Annotated coordinate records:
----------------

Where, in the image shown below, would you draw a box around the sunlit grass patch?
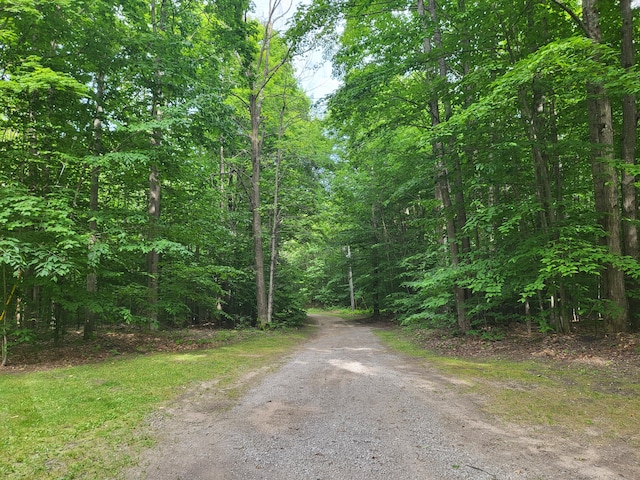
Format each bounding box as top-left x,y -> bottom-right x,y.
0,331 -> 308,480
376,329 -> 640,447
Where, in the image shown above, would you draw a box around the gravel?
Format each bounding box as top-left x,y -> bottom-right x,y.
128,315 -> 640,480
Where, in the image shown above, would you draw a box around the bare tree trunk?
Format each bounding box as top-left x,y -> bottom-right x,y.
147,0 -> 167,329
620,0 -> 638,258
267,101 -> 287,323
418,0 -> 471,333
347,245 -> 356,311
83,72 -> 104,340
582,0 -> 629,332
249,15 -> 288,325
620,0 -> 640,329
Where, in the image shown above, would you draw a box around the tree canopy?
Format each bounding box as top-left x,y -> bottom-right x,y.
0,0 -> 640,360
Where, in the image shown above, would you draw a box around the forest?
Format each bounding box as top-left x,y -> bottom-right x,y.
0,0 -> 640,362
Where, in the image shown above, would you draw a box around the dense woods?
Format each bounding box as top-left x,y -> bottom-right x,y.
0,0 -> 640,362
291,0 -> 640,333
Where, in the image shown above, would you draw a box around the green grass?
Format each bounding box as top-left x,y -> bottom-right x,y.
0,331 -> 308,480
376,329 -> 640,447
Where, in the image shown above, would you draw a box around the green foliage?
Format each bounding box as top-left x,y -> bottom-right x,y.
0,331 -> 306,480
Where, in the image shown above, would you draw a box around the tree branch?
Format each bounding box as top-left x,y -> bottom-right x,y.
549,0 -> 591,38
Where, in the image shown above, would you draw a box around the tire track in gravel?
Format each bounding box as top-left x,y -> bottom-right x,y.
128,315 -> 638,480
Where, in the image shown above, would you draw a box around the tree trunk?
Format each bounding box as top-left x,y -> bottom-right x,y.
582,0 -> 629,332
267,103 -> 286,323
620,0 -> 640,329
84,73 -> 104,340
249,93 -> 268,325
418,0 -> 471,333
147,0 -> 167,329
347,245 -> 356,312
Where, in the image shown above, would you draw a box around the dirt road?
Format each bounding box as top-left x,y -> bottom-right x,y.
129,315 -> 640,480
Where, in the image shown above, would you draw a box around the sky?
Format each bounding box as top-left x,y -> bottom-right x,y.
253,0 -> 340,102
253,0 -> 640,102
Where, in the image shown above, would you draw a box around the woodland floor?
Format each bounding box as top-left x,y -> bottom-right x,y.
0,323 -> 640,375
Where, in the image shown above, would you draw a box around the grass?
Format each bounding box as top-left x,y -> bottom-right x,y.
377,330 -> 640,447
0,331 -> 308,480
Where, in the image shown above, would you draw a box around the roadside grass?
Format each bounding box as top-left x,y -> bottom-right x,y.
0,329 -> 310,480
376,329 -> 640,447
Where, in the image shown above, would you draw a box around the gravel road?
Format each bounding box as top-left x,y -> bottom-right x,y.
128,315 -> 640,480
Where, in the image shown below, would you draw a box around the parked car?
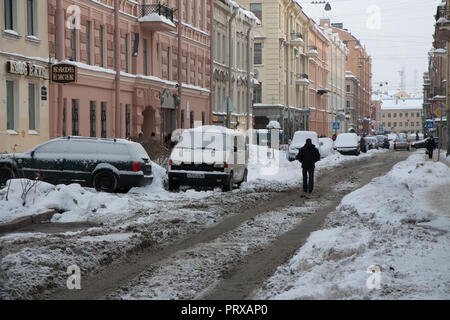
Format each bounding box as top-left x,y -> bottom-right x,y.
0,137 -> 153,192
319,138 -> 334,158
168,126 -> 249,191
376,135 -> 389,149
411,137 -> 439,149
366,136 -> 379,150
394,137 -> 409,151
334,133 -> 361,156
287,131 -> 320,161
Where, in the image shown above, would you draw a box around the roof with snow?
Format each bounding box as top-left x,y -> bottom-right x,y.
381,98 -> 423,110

----------------

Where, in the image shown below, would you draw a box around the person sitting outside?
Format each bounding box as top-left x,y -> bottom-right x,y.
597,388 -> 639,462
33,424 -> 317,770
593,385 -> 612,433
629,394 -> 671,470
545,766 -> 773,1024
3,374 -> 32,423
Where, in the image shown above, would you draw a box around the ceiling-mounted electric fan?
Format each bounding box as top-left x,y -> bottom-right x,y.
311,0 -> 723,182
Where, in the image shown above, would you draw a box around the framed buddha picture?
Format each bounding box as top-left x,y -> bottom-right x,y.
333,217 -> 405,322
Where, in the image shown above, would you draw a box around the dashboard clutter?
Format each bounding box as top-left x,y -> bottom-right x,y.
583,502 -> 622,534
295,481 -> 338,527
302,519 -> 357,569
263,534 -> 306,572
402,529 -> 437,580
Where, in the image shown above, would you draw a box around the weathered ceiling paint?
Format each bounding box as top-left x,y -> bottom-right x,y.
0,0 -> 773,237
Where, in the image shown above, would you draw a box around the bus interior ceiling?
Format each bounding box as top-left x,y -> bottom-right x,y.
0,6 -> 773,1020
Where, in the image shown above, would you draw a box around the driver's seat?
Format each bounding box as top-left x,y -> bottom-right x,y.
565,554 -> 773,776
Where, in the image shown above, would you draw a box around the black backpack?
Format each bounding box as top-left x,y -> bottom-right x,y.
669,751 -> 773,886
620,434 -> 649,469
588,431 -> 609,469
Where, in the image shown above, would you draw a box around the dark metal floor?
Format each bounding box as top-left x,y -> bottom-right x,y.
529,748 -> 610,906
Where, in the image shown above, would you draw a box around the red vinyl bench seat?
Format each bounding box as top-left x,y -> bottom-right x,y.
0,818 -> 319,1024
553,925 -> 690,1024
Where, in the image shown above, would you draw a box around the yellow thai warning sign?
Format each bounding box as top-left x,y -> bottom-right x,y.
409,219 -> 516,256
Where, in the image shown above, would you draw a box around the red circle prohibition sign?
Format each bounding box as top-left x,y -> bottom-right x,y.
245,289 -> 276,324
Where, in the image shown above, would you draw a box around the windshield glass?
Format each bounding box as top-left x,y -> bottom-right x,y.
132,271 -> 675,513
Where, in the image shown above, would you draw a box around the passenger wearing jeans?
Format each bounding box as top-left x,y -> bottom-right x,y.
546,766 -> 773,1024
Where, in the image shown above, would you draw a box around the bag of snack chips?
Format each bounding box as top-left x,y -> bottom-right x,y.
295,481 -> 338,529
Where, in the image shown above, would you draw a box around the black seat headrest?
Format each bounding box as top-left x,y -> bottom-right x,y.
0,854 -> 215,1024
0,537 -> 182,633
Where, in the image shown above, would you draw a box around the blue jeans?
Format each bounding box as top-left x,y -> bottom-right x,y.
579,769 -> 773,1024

----------------

Output the lines of the records starting at the line that contains "around the sky?" and ending at the line that contains "381,98 -> 423,110" as a Markdown table with the columns n and Line, numbering each row and omitting blank lines and pictures.

| n | Line |
|---|---|
| 1 | Where, in the image shown above, would you draw a box around the sky? |
| 2 | Format each bounding box as top-left x,y -> bottom-right x,y. |
| 3 | 253,0 -> 340,102 |
| 4 | 253,0 -> 640,102 |
| 5 | Where, in the image shown above, would you draw a box around the woodland floor? |
| 6 | Format each bounding box as top-left x,y -> bottom-right x,y. |
| 7 | 0,323 -> 640,375 |
| 8 | Where, in the image shown above, would you draw a box around the grass? |
| 9 | Format each bounding box as top-left x,y -> bottom-right x,y. |
| 10 | 377,330 -> 640,447 |
| 11 | 0,331 -> 308,480 |
| 12 | Where, in the image shown above, would you draw a box around the roadside grass? |
| 13 | Format each bounding box as top-left x,y -> bottom-right x,y. |
| 14 | 0,329 -> 310,480 |
| 15 | 376,329 -> 640,447 |
| 16 | Where, in the image shown above, would you draw a box around the gravel road? |
| 17 | Format each bounding box as top-left x,y -> bottom-right x,y. |
| 18 | 128,315 -> 640,480 |
| 19 | Where, in the image shown below, would you draw a box around the parked car? |
| 20 | Format each bounding box as top-left x,y -> bottom-right x,y. |
| 21 | 0,137 -> 153,192 |
| 22 | 319,138 -> 334,158 |
| 23 | 168,126 -> 249,191 |
| 24 | 376,135 -> 389,149 |
| 25 | 411,137 -> 439,149 |
| 26 | 366,136 -> 379,150 |
| 27 | 394,137 -> 409,151 |
| 28 | 334,133 -> 361,156 |
| 29 | 287,131 -> 320,161 |
| 30 | Where, in the image shown above, would you draw a box around the roof with snow? |
| 31 | Format each bounding box as top-left x,y -> bottom-right x,y. |
| 32 | 381,98 -> 423,110 |